> **Problems to work on**
• 1. Can you repeat, word for word, the part of the knitting curriculum post that opens with the words containing "Thursday, 23 August" and closes with "to the e-publisher."?
• 2. Answer these about the knitting curriculum post:
(a) What grade levels do the curriculum packs cover?
(b) How many classes make up the knitting course, how long is each, and how often are they held?
(c) What does the writer hope testers will send at the end of the course?

Thursday, 23 August 2012

I Need Your Help!

If you've followed this blog you have heard me talk about putting together K-8 curriculum packs for knitting and handwork lessons. I am finally trying to get this project off the ground, but I need your help! I am looking for families who would be willing to test them out for me before I send them to the e-publisher.

I am currently working on getting my knitting lesson plans off the ground and am looking for one or two families to test each of the levels K-8. The knitting classes consists of 8 one hour classes to complete at a rate of one per week. I will email you with all the course documents and each week I would need you to send me an update of a few lines (maybe even pictures?) about what is working and what is not. At the end of the course, with your permission it would be great if you could send me a testimonial that would be suitable for publication on the sale website.

> **Data supplied**
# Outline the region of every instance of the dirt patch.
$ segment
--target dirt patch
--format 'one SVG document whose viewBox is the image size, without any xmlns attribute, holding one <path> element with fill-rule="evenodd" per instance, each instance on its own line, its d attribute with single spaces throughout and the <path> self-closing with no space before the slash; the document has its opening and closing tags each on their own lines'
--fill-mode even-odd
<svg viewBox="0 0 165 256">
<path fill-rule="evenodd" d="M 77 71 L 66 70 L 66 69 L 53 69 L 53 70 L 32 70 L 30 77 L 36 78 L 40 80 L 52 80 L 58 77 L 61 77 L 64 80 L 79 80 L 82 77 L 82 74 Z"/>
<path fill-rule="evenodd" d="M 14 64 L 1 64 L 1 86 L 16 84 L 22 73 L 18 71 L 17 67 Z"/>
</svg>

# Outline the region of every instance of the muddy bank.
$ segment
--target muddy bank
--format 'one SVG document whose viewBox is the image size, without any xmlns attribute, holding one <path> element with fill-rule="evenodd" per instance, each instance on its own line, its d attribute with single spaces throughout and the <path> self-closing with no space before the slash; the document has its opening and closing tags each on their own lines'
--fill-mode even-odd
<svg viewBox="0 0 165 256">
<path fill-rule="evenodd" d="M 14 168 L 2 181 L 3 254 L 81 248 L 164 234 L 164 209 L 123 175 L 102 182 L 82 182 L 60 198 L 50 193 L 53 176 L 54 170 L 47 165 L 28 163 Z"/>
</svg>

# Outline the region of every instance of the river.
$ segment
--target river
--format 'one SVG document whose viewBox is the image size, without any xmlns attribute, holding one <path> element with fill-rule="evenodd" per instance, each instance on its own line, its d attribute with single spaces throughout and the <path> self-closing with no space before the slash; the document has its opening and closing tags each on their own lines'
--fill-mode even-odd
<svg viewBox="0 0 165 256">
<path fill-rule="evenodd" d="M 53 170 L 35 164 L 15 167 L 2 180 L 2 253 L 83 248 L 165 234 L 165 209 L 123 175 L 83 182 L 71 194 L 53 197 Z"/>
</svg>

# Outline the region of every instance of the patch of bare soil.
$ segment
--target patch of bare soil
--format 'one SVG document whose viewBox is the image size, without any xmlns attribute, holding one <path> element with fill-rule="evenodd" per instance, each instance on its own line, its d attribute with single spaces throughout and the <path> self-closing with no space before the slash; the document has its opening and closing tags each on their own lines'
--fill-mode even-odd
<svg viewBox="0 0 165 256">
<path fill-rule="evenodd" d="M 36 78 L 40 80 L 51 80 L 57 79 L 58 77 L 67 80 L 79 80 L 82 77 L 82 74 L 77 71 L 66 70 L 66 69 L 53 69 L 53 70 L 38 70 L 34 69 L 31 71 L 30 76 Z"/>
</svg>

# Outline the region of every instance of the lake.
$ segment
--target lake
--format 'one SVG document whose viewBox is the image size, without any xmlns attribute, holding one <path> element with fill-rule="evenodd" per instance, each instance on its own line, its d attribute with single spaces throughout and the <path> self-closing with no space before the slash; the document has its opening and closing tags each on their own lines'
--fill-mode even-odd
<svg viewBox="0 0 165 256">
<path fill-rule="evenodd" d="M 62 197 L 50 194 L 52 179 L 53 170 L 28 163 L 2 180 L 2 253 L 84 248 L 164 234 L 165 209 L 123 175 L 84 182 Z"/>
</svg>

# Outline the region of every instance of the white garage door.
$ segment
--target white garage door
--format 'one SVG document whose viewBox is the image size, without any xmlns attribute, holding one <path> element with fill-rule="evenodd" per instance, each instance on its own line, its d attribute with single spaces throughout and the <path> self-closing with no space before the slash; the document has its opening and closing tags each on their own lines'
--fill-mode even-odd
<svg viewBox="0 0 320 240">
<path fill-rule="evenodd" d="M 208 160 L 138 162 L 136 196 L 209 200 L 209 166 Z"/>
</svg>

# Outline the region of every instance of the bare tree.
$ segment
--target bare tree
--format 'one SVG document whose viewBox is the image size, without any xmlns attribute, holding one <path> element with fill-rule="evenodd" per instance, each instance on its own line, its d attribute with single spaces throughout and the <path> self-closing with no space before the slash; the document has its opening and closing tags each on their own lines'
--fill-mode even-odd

> **Outputs**
• 1.
Thursday, 23 August 2012

I Need Your Help!

If you've followed this blog you have heard me talk about putting together K-8 curriculum packs for knitting and handwork lessons. I am finally trying to get this project off the ground, but I need your help! I am looking for families who would be willing to test them out for me before I send them to the e-publisher.

• 2.
(a) Kindergarten through grade 8 (K-8).
(b) Eight classes, each one hour long, completed at a rate of one per week.
(c) With their permission, a testimonial suitable for publication on the sale website.